- **DATA SUPPLIED**:

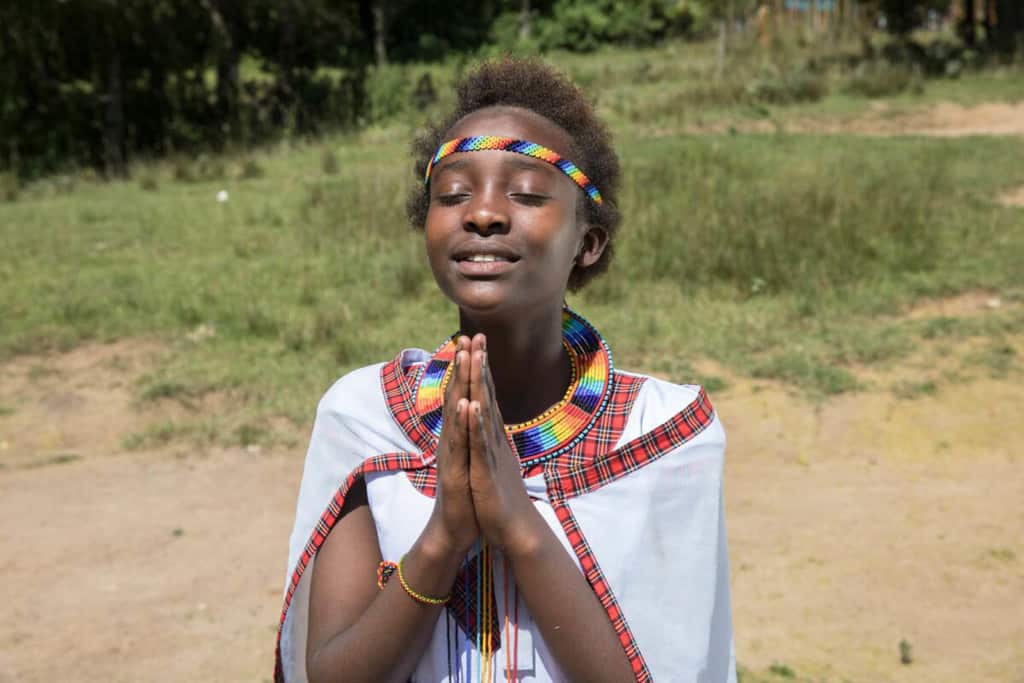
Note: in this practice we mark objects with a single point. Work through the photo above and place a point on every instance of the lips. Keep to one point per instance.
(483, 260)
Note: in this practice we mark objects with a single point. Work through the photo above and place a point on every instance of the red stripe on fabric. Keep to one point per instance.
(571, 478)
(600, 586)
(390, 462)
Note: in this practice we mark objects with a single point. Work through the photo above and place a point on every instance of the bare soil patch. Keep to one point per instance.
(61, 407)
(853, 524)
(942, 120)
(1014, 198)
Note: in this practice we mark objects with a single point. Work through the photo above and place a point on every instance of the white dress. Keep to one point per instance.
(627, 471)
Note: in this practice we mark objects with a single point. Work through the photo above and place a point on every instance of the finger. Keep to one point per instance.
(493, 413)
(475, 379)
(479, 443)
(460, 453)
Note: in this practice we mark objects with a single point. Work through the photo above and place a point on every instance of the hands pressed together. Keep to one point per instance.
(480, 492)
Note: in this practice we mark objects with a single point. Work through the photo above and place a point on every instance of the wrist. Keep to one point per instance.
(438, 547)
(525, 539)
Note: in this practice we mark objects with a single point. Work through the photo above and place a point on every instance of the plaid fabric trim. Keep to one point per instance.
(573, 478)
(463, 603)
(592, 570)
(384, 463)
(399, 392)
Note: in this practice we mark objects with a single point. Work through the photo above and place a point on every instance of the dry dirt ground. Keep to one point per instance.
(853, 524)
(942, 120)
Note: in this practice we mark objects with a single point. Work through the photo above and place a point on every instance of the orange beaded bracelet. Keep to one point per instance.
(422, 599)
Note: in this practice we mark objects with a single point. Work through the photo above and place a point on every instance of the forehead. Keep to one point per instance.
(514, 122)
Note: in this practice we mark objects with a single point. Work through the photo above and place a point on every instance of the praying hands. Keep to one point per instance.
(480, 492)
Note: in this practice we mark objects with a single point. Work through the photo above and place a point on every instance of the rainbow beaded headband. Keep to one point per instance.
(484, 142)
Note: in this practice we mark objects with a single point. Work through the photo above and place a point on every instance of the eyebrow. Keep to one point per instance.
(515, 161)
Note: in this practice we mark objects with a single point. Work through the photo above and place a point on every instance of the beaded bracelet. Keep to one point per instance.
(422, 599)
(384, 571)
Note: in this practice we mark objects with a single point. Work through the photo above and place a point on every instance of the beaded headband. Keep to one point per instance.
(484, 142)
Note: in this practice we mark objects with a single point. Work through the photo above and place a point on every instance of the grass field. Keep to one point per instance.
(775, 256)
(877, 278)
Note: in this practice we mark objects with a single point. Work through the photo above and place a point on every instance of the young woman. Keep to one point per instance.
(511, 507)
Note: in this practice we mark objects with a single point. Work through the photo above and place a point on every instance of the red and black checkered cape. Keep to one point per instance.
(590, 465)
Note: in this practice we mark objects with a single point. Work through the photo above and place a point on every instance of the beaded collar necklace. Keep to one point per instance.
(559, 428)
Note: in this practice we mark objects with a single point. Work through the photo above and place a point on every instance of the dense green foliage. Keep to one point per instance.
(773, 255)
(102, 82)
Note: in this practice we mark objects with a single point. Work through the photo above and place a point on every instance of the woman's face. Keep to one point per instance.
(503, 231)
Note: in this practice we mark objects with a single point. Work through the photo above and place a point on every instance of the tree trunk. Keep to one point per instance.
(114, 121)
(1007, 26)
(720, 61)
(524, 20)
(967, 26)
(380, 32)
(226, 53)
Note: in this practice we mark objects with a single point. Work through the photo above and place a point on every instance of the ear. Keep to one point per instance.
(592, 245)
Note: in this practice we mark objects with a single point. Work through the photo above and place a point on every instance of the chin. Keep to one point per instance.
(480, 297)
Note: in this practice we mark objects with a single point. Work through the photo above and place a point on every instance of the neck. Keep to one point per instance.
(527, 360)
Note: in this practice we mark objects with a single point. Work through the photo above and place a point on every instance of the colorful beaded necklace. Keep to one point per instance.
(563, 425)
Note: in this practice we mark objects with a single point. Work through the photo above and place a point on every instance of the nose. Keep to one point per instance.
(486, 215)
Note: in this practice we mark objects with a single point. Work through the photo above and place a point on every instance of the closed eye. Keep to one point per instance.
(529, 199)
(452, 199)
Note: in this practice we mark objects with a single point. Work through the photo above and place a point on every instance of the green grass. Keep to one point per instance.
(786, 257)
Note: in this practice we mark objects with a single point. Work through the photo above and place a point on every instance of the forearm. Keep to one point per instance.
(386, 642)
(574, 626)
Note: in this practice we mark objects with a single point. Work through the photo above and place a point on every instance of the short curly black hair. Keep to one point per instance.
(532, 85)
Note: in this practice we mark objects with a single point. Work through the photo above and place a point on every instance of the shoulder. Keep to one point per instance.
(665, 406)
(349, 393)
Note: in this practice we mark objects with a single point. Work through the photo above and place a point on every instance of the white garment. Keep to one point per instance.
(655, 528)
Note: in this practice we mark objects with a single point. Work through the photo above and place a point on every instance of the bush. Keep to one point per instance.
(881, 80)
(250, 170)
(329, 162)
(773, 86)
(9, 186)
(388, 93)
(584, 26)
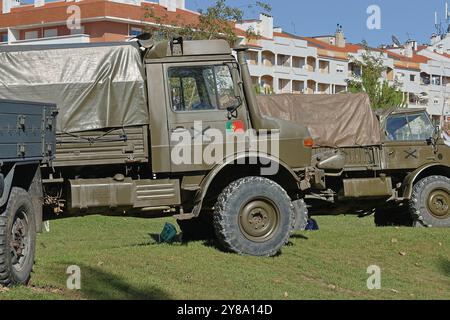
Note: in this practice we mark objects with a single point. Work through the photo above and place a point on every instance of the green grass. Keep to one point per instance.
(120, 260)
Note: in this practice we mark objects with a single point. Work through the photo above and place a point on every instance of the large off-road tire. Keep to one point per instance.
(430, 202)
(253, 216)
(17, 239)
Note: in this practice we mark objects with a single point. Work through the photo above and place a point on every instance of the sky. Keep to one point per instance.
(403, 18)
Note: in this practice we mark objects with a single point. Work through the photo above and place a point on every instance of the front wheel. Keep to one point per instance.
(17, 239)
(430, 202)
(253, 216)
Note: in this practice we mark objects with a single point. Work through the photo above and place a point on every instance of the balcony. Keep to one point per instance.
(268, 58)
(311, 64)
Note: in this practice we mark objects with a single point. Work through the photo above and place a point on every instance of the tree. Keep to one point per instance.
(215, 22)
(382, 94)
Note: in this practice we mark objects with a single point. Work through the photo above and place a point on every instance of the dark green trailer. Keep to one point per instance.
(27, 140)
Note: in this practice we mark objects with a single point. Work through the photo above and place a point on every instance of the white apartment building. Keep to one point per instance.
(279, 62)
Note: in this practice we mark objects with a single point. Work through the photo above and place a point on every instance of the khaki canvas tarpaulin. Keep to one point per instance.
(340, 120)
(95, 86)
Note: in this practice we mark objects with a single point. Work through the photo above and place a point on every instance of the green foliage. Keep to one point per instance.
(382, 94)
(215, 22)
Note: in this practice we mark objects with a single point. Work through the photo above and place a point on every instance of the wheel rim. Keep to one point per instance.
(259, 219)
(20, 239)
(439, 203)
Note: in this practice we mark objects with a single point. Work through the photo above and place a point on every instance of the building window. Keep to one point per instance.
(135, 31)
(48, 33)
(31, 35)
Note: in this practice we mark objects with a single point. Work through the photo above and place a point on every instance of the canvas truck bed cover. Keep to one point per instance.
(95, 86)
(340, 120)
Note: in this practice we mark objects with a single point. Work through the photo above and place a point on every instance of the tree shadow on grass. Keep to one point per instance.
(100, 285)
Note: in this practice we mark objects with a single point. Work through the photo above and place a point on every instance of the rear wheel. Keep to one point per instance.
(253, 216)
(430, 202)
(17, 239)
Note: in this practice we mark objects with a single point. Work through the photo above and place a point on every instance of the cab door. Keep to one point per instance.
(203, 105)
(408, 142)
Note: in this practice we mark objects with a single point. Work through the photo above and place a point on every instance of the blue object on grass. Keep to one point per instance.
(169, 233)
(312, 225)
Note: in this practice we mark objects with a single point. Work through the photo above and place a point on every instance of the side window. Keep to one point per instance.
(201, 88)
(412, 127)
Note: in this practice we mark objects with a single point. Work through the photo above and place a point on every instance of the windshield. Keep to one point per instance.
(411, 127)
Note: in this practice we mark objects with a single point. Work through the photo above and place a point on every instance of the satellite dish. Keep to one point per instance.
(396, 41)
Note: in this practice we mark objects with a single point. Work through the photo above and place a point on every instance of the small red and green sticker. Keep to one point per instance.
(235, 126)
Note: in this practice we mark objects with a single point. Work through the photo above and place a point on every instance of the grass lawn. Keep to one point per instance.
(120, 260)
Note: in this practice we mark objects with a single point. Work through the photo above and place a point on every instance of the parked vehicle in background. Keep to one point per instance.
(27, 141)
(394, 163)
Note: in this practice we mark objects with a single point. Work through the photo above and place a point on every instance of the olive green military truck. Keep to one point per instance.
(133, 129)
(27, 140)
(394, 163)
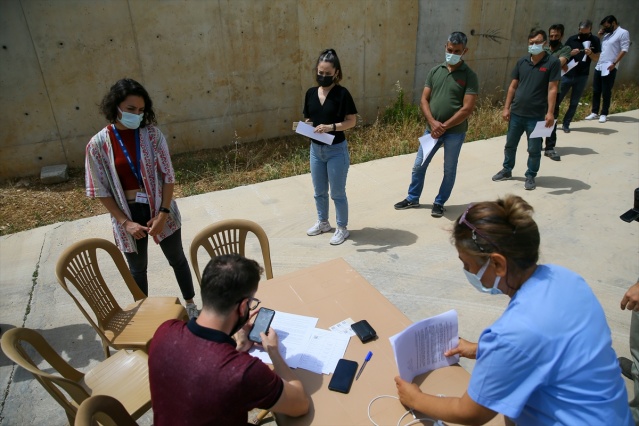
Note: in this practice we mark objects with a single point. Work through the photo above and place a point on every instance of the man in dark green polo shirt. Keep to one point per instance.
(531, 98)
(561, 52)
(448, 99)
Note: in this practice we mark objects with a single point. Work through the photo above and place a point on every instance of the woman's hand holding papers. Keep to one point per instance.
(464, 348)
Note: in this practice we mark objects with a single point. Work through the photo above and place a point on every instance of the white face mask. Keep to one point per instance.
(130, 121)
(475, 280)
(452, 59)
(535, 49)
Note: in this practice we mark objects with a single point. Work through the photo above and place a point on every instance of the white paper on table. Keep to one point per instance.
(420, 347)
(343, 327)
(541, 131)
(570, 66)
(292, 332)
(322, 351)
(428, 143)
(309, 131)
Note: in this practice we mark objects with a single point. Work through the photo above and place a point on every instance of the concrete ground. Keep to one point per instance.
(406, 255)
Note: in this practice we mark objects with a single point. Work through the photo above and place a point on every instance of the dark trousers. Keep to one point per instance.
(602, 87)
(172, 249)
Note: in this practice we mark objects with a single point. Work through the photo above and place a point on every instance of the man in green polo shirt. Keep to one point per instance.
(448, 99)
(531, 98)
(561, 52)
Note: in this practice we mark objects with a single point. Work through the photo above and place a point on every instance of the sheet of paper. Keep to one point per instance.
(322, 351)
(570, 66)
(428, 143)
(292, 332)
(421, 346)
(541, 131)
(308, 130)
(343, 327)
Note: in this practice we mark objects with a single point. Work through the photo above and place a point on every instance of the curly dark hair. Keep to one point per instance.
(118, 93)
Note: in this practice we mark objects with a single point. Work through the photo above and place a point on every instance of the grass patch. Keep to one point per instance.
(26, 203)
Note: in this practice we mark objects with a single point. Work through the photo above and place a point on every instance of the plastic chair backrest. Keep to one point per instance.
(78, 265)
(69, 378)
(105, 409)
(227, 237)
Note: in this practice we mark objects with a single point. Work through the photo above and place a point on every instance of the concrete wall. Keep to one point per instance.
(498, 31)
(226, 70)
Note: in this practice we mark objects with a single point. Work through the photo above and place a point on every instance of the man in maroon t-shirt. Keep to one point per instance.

- **YOUR ASSIGNMENT**: For this exercise, the answer is the lines from the one containing "backrest. Keep to one point per instance." through the end of the listing above, reproduced exactly.

- **RESULT OF THE EXERCISE**:
Note: in this practice we mark objects with a single point. Work through the photo above and place a point on every instance of the plastic chair backrest. Keep to one point per instance.
(78, 265)
(69, 378)
(105, 409)
(227, 237)
Note: in this practice we mark objects with a single point. Work through the photo above and place a point on every instance of the concrete wall. Keep to one point per instance.
(498, 31)
(226, 70)
Note: in this practice we mark objects with a single point. Work through the photo above and place a point on every instance of the man in maroon t-shirt. Keep to one point per instance.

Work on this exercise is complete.